◆ Short problem
Locate each line in the listing below that contains the word "yellow", and copy those lines out in full.

┌─ Items

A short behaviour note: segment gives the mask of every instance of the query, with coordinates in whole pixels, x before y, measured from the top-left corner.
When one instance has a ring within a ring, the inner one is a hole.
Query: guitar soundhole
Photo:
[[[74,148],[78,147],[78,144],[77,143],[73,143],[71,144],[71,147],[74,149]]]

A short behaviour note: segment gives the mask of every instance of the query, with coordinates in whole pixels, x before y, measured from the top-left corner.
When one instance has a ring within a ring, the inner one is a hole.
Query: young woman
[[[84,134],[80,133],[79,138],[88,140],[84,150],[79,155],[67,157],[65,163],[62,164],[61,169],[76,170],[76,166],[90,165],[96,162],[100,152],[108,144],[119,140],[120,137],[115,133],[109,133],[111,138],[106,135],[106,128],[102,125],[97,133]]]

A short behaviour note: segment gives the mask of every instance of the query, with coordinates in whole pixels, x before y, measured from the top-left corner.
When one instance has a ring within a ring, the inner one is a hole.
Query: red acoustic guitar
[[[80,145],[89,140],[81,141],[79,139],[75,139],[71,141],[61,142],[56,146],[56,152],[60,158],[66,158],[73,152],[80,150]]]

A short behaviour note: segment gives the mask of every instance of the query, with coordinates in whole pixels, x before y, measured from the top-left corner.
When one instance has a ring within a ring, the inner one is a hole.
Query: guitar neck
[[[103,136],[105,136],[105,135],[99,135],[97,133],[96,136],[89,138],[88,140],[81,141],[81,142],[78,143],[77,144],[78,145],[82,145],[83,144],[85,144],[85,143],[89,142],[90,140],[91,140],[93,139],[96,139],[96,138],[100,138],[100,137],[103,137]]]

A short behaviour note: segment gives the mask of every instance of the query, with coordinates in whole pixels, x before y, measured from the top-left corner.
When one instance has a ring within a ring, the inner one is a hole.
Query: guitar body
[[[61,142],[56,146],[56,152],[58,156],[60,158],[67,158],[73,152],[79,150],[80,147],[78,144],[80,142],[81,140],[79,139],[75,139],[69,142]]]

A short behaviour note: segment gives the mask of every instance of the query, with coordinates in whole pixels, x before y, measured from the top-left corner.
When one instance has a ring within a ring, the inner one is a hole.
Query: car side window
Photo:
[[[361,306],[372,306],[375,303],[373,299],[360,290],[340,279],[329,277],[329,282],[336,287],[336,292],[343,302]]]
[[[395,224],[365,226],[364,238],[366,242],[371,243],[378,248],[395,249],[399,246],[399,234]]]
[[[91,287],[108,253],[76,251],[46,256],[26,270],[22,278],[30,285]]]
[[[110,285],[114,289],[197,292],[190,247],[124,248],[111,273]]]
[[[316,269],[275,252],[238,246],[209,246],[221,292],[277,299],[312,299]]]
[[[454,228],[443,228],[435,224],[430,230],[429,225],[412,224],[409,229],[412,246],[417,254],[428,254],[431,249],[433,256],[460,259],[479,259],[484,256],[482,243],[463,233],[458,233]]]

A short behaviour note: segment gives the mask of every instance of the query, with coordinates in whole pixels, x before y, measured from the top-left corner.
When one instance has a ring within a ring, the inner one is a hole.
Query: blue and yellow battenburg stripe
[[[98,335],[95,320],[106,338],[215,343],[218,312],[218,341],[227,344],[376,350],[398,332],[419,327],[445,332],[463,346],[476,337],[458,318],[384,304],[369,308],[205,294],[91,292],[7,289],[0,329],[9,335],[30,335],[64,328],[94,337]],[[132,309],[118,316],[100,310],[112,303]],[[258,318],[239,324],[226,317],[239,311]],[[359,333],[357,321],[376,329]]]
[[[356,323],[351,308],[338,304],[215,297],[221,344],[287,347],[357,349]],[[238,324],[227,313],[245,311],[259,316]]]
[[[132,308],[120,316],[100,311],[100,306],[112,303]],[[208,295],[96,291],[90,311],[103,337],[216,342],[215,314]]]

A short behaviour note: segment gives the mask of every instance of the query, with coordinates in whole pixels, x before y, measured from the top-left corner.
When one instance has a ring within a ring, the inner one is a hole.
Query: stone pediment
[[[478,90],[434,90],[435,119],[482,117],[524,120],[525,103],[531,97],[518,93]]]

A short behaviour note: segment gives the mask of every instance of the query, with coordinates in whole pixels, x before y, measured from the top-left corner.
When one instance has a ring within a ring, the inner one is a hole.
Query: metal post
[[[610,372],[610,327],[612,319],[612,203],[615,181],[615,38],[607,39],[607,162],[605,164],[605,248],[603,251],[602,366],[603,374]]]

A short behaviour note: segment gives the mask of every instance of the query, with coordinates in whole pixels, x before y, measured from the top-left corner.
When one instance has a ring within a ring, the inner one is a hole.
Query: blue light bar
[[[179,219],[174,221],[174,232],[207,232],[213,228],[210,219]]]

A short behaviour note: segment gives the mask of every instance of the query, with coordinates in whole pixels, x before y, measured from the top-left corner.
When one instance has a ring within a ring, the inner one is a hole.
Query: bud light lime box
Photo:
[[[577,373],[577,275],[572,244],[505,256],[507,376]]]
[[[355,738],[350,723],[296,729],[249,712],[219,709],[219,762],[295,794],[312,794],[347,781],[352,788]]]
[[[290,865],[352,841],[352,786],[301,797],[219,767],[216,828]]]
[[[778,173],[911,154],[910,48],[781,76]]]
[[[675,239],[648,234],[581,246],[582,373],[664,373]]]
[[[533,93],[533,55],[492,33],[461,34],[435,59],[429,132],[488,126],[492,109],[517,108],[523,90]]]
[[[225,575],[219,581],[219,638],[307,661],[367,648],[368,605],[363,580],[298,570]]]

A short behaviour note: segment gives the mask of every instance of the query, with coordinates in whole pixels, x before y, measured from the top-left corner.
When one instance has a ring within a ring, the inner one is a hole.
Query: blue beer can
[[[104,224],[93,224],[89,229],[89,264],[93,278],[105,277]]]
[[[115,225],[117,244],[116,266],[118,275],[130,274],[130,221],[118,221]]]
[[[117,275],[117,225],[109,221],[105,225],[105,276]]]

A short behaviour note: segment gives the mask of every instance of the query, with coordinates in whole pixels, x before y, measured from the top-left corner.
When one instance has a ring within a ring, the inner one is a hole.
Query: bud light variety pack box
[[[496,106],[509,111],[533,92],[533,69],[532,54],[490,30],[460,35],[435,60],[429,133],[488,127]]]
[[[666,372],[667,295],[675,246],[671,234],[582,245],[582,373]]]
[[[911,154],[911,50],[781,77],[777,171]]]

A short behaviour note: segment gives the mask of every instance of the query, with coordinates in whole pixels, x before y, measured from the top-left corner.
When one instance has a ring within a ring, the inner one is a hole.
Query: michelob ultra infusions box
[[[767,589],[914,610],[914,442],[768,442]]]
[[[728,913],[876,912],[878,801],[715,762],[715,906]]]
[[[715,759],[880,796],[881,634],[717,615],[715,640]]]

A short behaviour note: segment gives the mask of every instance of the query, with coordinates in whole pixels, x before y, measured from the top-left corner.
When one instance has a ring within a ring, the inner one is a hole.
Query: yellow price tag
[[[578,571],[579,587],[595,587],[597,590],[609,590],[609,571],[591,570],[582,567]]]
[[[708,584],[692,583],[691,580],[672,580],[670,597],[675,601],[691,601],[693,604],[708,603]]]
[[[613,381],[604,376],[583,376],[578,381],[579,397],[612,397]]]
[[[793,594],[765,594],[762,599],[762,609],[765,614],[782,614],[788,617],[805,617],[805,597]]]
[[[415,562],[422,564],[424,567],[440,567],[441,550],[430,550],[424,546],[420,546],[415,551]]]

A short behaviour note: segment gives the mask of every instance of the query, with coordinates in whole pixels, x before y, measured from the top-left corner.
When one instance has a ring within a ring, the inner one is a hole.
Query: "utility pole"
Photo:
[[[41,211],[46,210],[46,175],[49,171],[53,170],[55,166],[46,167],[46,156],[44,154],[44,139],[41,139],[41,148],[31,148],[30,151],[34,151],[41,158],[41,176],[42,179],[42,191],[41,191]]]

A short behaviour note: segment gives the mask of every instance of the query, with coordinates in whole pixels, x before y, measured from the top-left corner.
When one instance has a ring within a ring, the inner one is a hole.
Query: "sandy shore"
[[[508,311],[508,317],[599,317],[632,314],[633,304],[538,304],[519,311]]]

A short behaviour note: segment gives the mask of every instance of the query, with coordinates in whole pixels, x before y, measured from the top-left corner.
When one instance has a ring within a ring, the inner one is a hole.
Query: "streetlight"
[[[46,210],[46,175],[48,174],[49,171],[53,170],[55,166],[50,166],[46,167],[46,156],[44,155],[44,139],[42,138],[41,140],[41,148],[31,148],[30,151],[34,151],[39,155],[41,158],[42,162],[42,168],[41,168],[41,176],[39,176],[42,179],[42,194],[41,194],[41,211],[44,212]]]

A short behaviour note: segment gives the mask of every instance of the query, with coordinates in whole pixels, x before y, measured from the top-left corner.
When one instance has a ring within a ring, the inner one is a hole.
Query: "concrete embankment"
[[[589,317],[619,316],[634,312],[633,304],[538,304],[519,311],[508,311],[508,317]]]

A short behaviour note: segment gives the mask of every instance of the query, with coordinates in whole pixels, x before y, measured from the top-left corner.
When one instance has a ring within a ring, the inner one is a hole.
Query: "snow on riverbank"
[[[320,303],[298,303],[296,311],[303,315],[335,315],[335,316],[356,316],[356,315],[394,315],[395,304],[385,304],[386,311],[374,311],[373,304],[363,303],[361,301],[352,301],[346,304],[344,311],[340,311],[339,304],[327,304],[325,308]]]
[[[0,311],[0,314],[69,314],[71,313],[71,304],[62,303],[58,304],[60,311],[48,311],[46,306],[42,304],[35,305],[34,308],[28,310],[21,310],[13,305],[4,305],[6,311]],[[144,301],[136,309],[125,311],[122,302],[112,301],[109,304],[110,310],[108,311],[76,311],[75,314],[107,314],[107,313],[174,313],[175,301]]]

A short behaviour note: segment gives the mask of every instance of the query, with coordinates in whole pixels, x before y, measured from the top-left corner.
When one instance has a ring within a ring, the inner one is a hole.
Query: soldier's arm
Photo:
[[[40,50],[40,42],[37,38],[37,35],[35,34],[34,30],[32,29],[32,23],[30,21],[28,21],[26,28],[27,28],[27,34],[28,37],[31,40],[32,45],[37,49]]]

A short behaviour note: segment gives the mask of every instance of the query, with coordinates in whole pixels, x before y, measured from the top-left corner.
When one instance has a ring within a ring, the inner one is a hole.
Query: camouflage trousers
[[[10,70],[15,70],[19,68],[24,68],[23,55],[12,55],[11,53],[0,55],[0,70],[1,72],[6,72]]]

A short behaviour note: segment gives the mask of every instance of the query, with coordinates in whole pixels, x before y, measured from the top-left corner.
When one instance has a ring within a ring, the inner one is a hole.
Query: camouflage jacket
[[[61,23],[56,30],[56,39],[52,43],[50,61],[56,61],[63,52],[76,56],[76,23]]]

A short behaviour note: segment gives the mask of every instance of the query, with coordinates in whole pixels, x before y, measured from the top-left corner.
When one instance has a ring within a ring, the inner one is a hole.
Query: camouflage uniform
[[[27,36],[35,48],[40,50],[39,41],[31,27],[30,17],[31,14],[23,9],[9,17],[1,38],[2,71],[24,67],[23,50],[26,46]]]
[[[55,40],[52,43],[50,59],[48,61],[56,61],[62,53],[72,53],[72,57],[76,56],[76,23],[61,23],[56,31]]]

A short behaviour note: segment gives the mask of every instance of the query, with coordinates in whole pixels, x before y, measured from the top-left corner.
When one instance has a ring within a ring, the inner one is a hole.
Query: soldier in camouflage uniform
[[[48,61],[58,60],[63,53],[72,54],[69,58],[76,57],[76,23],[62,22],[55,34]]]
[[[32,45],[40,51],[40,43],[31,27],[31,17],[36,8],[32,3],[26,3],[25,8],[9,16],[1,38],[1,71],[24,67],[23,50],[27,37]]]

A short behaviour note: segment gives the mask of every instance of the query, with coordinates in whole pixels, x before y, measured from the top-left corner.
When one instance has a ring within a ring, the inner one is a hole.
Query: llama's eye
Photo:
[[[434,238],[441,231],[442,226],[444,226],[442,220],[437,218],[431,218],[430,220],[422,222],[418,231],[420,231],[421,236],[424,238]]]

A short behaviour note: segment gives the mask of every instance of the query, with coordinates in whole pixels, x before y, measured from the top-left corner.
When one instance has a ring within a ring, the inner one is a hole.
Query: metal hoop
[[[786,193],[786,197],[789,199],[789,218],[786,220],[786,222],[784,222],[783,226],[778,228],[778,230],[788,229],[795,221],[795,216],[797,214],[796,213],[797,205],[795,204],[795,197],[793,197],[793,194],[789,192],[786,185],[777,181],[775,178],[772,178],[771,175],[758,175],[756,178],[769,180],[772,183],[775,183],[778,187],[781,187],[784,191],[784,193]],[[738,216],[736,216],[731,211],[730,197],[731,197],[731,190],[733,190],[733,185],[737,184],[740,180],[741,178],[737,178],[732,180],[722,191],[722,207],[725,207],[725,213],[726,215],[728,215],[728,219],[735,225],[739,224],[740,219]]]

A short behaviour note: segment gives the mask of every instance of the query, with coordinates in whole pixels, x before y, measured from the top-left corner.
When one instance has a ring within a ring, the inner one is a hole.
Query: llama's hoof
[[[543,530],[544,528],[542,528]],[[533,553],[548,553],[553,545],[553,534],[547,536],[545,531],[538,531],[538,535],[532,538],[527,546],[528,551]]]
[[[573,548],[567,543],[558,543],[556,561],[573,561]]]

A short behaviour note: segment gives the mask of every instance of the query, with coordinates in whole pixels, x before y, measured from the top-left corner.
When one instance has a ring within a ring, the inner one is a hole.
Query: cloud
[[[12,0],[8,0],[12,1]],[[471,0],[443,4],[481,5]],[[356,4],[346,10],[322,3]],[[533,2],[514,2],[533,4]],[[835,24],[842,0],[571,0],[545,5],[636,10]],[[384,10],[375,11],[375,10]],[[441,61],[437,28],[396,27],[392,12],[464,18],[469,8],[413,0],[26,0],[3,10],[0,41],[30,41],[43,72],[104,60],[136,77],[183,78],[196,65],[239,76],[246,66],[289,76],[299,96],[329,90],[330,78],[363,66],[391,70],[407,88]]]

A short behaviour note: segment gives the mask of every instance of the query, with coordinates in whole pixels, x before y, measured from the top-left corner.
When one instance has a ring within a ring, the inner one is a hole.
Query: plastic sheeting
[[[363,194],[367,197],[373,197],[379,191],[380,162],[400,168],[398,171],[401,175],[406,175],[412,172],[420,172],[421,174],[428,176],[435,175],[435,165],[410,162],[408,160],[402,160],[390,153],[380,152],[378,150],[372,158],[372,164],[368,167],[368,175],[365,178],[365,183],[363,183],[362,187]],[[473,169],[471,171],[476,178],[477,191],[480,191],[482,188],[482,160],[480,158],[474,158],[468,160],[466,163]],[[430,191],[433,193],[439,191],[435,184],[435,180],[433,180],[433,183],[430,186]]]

└─

◆ Exercise solution
Query: blue and yellow battenburg stripe
Query: yellow price tag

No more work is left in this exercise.